SHORT TASK ▸ Which lines in the items below contain the word "flower"? Pull out each of them and copy it in full.

MATERIAL FOR THIS TASK ▸
++++
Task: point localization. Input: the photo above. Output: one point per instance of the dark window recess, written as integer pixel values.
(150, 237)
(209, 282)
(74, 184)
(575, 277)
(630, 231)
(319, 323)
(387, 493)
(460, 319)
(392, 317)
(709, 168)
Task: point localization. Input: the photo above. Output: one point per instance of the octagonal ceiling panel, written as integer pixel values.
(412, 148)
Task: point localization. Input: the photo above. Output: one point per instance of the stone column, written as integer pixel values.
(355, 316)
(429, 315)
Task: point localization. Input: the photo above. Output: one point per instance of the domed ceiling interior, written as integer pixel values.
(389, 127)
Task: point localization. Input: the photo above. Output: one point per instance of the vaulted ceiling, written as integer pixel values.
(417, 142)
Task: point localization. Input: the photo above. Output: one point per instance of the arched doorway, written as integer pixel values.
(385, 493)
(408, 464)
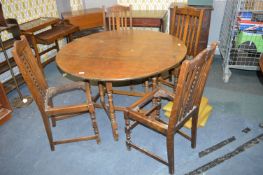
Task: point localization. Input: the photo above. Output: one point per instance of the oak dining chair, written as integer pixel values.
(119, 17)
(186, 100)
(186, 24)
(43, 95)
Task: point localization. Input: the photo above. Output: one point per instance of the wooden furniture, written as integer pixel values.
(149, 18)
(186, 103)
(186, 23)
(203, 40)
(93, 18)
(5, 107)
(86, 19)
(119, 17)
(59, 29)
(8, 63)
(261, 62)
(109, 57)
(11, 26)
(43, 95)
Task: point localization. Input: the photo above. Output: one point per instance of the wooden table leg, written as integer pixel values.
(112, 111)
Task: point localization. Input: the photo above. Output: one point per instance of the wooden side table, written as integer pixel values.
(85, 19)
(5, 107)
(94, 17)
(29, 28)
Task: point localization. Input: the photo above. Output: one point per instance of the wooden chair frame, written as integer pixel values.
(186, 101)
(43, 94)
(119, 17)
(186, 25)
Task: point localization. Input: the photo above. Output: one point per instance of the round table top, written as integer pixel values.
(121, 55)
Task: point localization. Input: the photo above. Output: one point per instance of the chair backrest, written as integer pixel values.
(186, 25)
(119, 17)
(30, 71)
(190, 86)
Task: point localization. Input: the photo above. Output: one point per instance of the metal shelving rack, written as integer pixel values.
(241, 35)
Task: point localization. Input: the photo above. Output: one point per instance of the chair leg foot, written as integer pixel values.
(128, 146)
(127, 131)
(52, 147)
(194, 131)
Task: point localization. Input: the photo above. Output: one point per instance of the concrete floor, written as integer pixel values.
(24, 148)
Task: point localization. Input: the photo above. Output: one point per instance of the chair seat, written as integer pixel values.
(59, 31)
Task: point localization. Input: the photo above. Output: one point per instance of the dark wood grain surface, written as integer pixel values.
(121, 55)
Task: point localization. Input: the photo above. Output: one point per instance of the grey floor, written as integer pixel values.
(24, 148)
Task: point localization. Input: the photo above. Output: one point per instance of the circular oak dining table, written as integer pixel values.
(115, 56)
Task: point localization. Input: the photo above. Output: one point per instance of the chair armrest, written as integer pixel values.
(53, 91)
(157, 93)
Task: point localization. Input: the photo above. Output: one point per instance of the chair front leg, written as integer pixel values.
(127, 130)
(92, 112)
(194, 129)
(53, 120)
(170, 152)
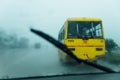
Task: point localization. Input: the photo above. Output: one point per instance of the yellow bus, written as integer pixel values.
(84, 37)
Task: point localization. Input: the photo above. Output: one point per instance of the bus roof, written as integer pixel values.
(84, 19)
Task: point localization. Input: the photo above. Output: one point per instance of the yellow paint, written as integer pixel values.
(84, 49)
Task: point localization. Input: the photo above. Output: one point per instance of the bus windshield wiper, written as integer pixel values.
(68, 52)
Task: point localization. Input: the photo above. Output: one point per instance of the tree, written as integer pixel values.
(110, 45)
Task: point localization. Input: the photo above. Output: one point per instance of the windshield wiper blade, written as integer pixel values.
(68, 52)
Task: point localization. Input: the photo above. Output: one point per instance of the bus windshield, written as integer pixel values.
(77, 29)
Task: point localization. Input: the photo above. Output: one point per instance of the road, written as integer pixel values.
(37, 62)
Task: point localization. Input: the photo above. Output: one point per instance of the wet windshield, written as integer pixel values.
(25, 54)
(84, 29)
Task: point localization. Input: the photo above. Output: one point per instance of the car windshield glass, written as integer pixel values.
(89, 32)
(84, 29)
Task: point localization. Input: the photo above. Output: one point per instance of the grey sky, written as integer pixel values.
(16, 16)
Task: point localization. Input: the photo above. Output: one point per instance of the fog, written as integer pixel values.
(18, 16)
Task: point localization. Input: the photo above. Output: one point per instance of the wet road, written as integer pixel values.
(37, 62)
++++
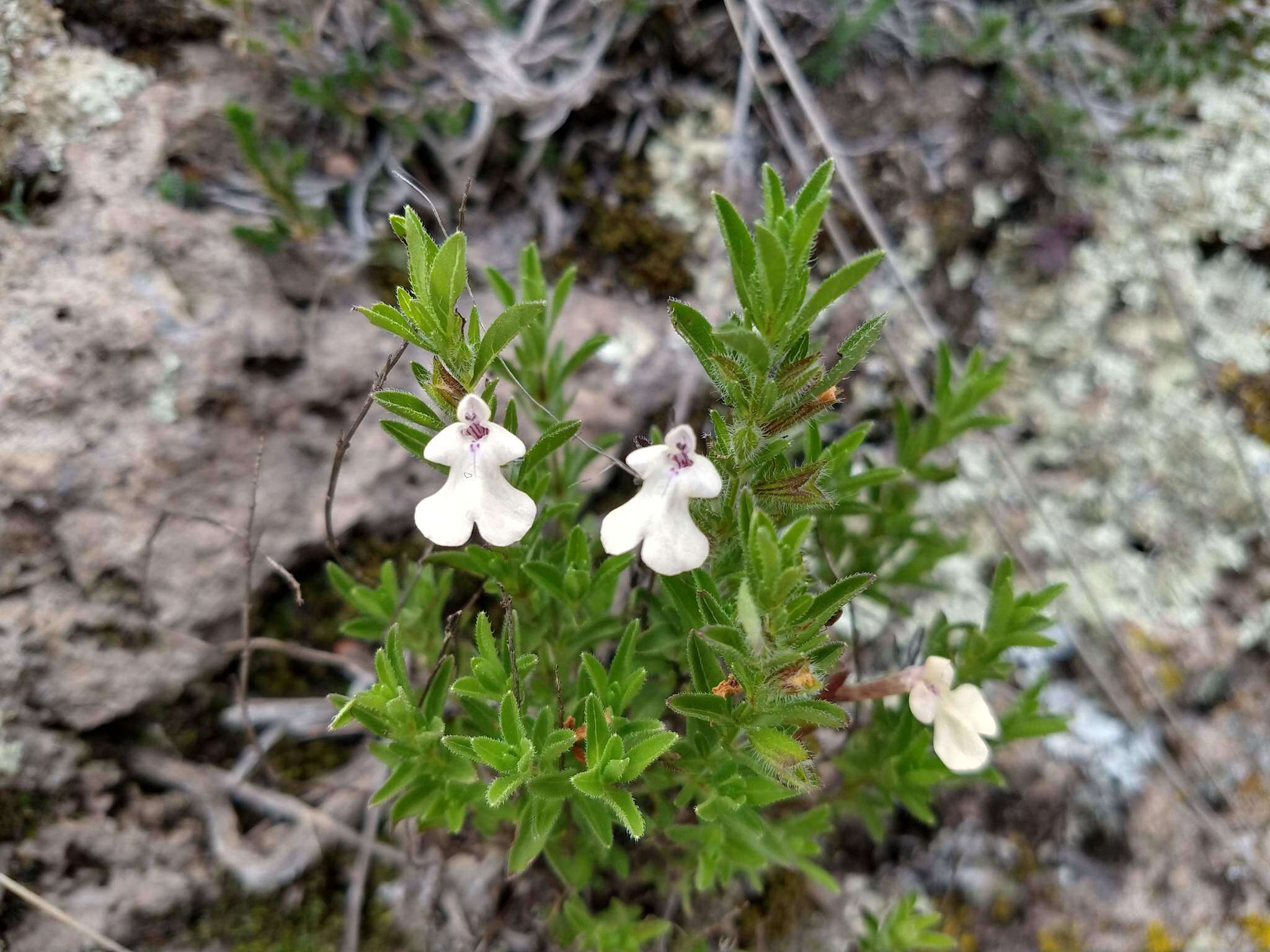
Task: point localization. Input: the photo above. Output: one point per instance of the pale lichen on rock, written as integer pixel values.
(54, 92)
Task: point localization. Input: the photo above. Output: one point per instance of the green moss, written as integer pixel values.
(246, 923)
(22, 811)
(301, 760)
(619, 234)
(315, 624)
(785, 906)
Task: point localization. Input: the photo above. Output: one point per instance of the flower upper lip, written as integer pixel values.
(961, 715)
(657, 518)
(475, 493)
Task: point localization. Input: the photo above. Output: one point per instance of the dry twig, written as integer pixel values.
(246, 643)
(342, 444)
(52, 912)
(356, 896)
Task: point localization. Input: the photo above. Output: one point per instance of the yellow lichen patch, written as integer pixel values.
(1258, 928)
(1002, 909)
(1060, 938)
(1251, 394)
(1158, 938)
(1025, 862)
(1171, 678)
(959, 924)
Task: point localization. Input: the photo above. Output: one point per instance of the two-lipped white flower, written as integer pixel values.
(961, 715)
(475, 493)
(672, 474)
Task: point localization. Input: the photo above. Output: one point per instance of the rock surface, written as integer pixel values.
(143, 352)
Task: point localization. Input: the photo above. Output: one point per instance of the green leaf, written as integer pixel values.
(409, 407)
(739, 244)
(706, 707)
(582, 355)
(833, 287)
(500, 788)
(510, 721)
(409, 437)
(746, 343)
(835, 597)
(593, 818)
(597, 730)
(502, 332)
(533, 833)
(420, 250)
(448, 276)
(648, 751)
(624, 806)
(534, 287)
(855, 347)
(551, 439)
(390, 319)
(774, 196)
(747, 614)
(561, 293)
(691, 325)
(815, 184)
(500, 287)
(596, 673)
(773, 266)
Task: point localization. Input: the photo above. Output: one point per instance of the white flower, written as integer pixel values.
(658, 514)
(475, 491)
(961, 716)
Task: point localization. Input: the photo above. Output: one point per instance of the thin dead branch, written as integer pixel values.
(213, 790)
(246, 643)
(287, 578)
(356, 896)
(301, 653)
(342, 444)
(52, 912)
++++
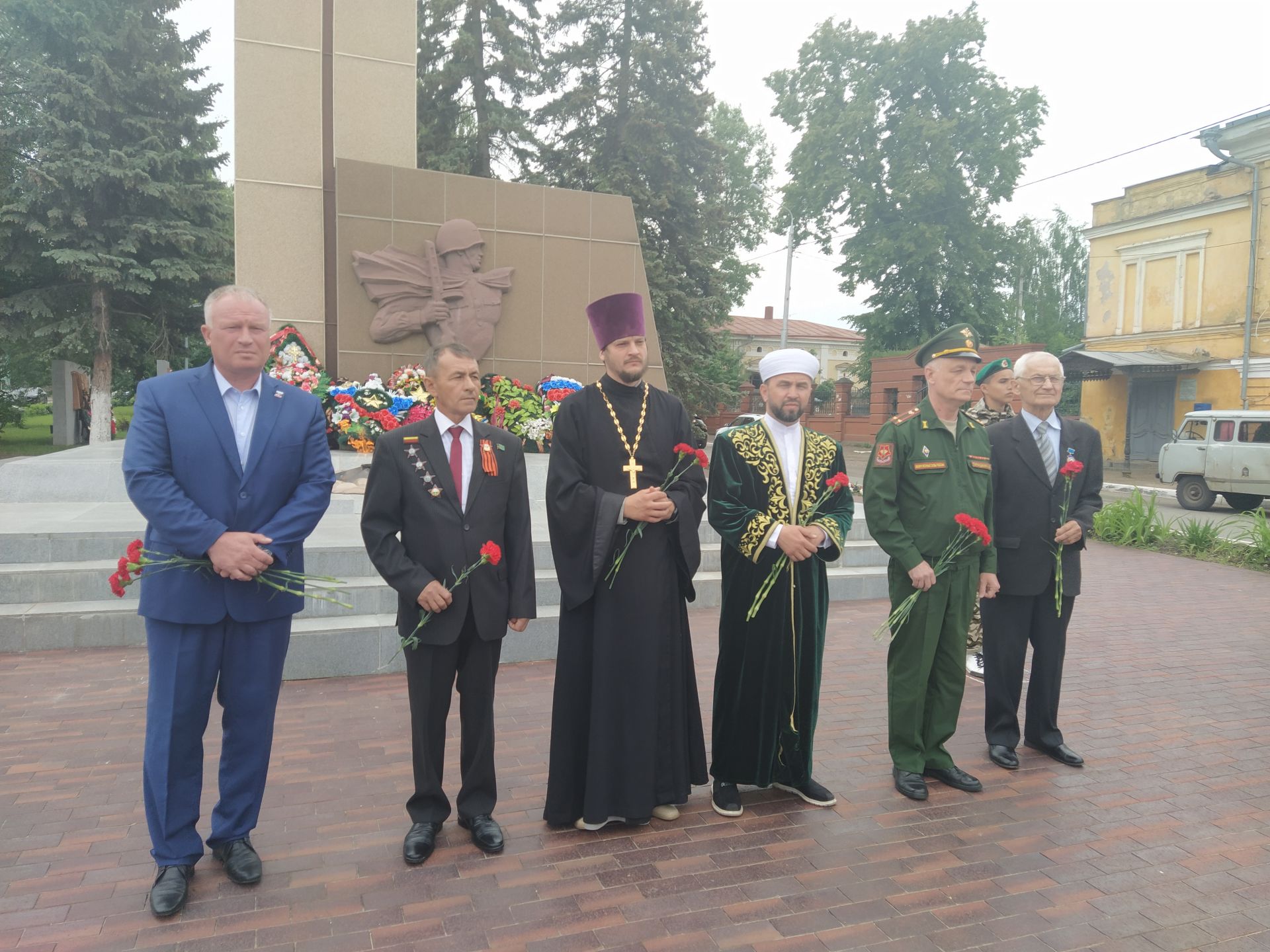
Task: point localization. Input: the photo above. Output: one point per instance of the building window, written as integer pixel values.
++++
RESPONSE TO THIS TASK ▸
Task: point localization. Input: the photo above. Output: one point per instance of the flower upper lip, written as integer pixel values.
Task: point localization. Input: the photo above. Output: one point per instance of the two-lipped white flower, written as integer pixel values.
Task: point localization. Input: the photo above. Output: one point per instance of the white flower, written as integer pixel values.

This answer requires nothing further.